■ **ZITIERTER TEXT**

Das neue Konzept kommt an: Sie habe vor allem von der Theorie profitiert, sagt Doris Rietzel, eine der Teilnehmerinnen des ersten Kurses. "Ich beobachte die Kinder viel genauer und kann den Eltern mehr Sicherheit vermitteln."

Vincenzo Lodeserto empfindet es ähnlich. Trotz seiner Erfahrungen als Vater und Großvater habe er viel gelernt, sagt der gebürtige Italiener, einer der wenigen Männer in dem Metier. Der 57-Jährige will gemeinsam mit seiner Frau Kinder betreuen, laut Andrea Linke vom Familienbüro "ein absolutes Erfolgsmodell" im von Frauen dominierten Bereich der Kinderbetreuung.

Auch das Praktikum hat Lodeserto und Rietzel begeistert, weil sie das Gelernte gleich ein Stück weit anwenden konnten. "Und die erfahrenen Tagesmütter, bei denen wir hospitieren durften, sind natürlich ein Vorbild für uns", so Rietzel.

■ **AUSZÜGE AUS MATERIAL**
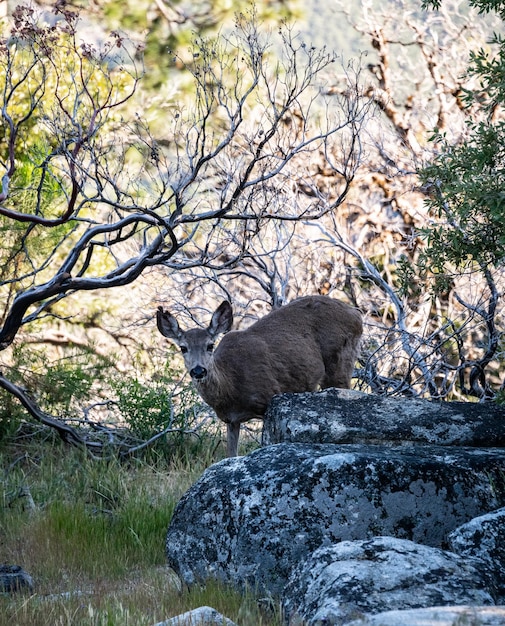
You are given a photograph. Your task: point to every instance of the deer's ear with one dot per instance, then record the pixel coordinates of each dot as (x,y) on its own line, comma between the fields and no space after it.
(222,319)
(167,324)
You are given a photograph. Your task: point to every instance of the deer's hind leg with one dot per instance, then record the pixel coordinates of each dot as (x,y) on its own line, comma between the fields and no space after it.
(339,368)
(233,433)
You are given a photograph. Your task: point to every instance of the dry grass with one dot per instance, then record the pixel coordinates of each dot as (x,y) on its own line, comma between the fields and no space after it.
(92,535)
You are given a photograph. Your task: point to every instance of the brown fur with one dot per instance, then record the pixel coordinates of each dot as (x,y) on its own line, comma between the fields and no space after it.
(310,343)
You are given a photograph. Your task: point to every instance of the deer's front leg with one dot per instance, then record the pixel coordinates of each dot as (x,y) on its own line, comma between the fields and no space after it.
(233,432)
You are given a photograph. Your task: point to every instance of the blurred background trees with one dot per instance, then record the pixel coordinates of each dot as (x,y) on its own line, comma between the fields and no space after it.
(217,150)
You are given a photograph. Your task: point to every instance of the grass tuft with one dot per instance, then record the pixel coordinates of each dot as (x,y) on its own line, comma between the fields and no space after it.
(92,535)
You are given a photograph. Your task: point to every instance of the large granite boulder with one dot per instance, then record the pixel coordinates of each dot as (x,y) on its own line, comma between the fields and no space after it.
(253,519)
(437,616)
(339,583)
(484,537)
(347,416)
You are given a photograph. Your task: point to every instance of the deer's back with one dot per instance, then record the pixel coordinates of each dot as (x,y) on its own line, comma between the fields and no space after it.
(286,351)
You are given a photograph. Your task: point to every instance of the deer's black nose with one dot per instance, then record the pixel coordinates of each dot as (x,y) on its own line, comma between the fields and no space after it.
(198,372)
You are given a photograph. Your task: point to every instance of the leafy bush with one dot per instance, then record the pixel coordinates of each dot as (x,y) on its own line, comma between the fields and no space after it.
(162,408)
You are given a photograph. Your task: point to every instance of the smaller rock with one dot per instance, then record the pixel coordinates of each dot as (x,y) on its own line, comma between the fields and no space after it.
(484,537)
(352,580)
(14,578)
(349,416)
(438,616)
(203,616)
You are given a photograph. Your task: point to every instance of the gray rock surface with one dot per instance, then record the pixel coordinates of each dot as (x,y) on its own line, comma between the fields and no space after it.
(346,416)
(252,519)
(438,616)
(203,616)
(484,537)
(349,580)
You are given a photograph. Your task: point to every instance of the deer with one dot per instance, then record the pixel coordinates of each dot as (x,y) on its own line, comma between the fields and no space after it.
(310,343)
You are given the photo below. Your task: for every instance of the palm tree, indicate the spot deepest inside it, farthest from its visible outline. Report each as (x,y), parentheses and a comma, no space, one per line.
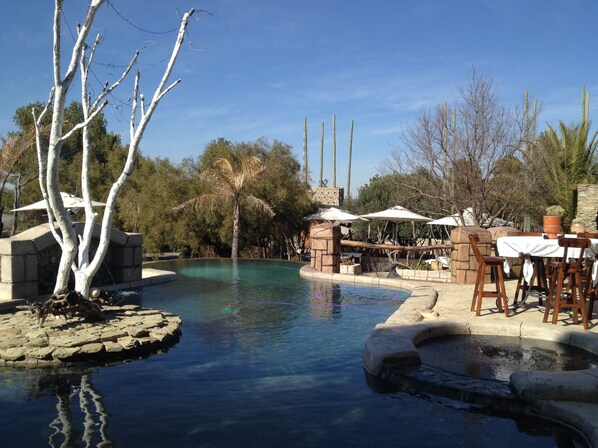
(570,158)
(231,186)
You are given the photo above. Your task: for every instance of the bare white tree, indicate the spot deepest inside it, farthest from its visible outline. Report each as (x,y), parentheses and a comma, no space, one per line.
(76,254)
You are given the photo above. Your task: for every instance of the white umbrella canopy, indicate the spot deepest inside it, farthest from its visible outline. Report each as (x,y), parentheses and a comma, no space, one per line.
(333,214)
(397,214)
(455,220)
(70,202)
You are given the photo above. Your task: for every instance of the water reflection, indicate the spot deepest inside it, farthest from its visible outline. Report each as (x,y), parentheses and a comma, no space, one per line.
(325,300)
(80,415)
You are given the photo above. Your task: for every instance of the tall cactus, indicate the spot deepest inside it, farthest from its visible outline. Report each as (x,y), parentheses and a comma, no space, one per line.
(585,105)
(334,150)
(305,168)
(350,157)
(322,158)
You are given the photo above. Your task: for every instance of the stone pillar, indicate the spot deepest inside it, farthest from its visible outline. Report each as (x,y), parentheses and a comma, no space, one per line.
(325,247)
(464,266)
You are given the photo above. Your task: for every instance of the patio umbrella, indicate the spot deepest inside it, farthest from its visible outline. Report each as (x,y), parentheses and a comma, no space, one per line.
(455,220)
(70,202)
(333,214)
(396,214)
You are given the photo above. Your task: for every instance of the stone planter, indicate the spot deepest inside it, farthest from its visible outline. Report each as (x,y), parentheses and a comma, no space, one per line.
(552,226)
(353,269)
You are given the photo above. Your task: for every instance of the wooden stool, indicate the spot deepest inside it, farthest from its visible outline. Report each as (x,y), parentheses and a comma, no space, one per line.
(539,276)
(496,266)
(590,291)
(569,267)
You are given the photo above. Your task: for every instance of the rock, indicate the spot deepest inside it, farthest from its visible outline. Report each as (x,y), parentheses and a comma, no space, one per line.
(92,349)
(43,353)
(128,343)
(137,332)
(129,330)
(14,354)
(65,353)
(76,340)
(112,347)
(13,342)
(112,335)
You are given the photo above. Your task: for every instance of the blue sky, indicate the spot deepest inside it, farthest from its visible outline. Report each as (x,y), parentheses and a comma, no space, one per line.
(257,68)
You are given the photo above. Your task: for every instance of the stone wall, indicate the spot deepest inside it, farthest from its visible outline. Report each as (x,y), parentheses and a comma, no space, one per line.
(325,247)
(29,261)
(464,266)
(328,196)
(587,205)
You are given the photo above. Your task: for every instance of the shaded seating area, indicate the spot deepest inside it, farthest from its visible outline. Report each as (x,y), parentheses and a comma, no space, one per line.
(495,264)
(567,288)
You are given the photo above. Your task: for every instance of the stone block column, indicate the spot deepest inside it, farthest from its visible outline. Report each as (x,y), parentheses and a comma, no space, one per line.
(325,247)
(464,266)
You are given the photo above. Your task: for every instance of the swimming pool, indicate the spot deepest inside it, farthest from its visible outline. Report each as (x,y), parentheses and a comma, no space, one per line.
(266,359)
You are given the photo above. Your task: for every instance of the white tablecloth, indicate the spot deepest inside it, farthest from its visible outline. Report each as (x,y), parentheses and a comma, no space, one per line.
(537,246)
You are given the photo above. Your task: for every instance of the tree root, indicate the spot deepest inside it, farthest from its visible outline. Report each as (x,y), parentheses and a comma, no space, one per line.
(68,305)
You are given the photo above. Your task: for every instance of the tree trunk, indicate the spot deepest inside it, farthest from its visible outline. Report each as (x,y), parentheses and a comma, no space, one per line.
(236,230)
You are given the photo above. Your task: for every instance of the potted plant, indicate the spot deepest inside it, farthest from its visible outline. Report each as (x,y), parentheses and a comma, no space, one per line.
(578,226)
(552,221)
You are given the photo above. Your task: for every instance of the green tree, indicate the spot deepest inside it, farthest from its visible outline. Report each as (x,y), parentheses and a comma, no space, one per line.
(569,157)
(231,183)
(456,158)
(282,186)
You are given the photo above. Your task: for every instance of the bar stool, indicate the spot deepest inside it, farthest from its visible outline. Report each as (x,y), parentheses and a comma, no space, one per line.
(496,266)
(539,276)
(569,267)
(590,290)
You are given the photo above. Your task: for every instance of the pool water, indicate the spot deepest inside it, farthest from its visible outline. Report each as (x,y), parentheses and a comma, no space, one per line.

■ **ZU BEARBEITENDE AUFGABEN**
1. Prüfen Sie, ob die folgenden Aussagen mit dem zitierten Text übereinstimmen: (a) Doris Rietzel hat vor allem vom Praktikum profitiert. (b) Vincenzo Lodeserto ist 57 Jahre alt. (c) Vincenzo Lodeserto will allein Kinder betreuen. Antworten Sie jeweils mit Ja oder Nein und zitieren Sie die entscheidenden Worte des Textes.
2. Wer nennt laut zitiertem Text die gemeinsame Kinderbetreuung durch Lodeserto und seine Frau „ein absolutes Erfolgsmodell“?
3. Schreiben Sie aus dem zitierten Text die Stelle von „Das neue Konzept“ bis „Bereich der Kinderbetreuung.“ wortgetreu heraus.

■ **LÖSUNGEN**
1.
(a) Nein: „Sie habe vor allem von der Theorie profitiert“
(b) Ja: „Der 57-Jährige“
(c) Nein: „will gemeinsam mit seiner Frau Kinder betreuen“

2. Andrea Linke vom Familienbüro.

3.
Das neue Konzept kommt an: Sie habe vor allem von der Theorie profitiert, sagt Doris Rietzel, eine der Teilnehmerinnen des ersten Kurses. "Ich beobachte die Kinder viel genauer und kann den Eltern mehr Sicherheit vermitteln."

Vincenzo Lodeserto empfindet es ähnlich. Trotz seiner Erfahrungen als Vater und Großvater habe er viel gelernt, sagt der gebürtige Italiener, einer der wenigen Männer in dem Metier. Der 57-Jährige will gemeinsam mit seiner Frau Kinder betreuen, laut Andrea Linke vom Familienbüro "ein absolutes Erfolgsmodell" im von Frauen dominierten Bereich der Kinderbetreuung.